SUPPLIED ENTRIES:
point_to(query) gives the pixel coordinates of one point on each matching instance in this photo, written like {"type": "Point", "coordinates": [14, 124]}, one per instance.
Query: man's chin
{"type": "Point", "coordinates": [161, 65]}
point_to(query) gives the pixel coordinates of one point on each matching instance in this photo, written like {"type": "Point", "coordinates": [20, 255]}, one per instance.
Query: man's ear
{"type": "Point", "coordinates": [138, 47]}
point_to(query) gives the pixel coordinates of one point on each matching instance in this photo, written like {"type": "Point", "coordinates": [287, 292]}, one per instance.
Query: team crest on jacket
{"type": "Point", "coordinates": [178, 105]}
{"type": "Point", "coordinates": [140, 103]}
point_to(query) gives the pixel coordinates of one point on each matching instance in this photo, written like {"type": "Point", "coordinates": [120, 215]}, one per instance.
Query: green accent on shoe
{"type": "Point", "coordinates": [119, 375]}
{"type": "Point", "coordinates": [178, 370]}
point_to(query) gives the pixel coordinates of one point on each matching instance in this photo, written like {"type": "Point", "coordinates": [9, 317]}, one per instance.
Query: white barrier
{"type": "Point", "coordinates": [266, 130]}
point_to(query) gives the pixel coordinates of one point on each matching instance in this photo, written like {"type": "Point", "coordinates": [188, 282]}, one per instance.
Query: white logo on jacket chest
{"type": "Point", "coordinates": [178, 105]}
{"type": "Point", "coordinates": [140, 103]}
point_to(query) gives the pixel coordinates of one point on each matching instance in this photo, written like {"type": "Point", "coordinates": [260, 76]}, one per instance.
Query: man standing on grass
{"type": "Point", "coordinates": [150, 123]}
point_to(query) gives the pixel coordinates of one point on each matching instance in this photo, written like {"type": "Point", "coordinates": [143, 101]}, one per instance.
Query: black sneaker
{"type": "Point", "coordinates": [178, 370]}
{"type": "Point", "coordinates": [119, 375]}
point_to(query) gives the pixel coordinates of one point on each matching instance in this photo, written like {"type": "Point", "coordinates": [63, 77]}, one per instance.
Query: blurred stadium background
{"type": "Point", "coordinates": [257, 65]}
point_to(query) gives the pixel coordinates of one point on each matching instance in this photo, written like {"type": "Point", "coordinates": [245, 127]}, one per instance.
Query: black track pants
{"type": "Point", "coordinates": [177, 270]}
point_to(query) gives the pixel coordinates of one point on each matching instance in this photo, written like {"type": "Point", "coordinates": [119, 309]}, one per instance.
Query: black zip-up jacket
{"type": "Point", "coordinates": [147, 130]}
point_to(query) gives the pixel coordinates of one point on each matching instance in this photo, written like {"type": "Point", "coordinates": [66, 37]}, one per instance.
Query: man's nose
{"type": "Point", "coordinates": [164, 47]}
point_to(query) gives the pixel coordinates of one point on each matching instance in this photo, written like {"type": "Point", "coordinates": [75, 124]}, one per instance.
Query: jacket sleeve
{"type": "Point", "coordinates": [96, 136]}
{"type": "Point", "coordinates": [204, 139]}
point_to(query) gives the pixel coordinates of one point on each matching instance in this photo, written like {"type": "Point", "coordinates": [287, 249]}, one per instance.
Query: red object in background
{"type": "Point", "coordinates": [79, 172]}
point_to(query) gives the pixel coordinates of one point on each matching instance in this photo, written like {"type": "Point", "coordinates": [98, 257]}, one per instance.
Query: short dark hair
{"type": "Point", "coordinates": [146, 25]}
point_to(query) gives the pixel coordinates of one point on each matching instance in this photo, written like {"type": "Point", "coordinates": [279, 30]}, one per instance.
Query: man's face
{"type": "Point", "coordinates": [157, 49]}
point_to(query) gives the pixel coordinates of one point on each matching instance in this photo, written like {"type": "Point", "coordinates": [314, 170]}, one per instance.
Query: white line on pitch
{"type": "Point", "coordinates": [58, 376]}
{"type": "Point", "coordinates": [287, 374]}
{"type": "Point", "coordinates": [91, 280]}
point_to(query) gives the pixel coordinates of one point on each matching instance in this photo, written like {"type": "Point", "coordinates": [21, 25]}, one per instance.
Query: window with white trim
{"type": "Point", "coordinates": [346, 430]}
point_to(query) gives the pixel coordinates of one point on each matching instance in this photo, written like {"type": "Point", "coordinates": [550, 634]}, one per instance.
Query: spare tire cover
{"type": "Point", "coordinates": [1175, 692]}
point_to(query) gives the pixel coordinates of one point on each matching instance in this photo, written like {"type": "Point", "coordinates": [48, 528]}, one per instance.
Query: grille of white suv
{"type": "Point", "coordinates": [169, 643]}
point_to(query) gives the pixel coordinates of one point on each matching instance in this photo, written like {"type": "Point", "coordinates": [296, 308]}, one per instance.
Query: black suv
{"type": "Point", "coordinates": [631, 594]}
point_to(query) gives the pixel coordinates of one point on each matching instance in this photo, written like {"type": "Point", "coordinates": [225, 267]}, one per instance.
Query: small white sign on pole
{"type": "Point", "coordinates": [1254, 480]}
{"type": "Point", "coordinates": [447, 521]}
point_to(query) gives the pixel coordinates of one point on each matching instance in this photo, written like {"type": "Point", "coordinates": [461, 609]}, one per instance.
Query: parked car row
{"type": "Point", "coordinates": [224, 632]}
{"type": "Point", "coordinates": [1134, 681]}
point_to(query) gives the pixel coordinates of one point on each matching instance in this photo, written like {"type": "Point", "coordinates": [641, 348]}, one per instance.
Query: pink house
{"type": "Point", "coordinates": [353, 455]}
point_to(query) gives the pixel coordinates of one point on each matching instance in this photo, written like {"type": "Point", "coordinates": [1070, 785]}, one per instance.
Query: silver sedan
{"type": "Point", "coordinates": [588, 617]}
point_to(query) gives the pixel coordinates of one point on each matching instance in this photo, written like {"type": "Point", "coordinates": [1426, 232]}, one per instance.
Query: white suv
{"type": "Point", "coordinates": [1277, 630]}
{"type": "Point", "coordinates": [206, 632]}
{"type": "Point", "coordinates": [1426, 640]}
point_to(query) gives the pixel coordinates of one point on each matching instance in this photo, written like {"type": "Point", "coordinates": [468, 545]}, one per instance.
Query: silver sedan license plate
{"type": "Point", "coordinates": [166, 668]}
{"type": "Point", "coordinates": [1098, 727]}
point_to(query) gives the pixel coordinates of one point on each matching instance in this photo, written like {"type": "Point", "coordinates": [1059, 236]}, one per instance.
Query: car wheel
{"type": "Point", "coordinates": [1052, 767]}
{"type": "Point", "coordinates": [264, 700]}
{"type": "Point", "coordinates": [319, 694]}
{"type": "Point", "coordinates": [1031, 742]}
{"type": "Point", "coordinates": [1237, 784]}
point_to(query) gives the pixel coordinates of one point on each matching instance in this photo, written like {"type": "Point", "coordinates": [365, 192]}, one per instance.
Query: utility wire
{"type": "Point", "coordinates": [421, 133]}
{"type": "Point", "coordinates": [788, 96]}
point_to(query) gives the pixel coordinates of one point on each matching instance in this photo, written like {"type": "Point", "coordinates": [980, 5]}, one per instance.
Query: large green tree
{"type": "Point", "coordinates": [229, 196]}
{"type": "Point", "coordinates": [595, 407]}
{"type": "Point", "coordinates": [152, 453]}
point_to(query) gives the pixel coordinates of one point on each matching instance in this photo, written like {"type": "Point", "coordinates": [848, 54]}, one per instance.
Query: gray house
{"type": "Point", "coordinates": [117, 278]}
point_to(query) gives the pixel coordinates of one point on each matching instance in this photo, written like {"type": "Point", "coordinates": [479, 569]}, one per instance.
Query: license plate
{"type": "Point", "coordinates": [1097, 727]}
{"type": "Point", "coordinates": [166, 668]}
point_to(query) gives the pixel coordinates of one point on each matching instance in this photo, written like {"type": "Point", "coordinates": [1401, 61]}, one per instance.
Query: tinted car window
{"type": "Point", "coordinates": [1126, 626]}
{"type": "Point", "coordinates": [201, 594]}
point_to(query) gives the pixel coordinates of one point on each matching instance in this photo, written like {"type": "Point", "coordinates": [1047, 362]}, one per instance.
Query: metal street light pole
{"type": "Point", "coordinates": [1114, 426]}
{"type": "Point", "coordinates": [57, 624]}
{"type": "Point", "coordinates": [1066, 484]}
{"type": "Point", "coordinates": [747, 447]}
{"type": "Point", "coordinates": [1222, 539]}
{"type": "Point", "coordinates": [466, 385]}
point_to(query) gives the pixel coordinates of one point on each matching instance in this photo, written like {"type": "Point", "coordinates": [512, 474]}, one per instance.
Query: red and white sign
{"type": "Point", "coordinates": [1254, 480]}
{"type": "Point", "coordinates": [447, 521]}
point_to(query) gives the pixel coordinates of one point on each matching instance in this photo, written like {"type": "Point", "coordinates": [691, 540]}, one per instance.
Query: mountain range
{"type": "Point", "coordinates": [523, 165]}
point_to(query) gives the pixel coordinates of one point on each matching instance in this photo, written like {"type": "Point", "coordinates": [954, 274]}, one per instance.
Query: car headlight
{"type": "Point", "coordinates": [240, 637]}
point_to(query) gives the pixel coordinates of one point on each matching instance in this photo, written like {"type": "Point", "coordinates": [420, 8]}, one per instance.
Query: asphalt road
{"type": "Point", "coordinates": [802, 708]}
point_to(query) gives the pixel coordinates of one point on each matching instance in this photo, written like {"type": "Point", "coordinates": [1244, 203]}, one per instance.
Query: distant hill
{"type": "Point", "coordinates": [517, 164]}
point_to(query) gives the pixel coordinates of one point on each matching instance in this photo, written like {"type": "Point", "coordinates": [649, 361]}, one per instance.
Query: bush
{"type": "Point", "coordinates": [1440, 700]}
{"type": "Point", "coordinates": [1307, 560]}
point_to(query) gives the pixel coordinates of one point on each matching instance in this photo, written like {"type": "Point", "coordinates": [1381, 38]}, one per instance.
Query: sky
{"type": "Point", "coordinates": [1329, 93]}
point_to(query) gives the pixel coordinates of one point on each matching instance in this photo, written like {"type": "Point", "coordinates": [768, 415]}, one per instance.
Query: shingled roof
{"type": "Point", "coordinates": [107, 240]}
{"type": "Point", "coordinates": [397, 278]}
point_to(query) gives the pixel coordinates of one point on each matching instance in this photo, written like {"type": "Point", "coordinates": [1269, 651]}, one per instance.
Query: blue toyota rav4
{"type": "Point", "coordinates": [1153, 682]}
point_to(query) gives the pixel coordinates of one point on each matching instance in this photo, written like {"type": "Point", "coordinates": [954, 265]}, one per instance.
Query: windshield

WHAT IS NEEDED: Please report how many lines of the listing above contain the string "background", counting case as significant, and give only the number.

RESPONSE TO THIS EXERCISE: 2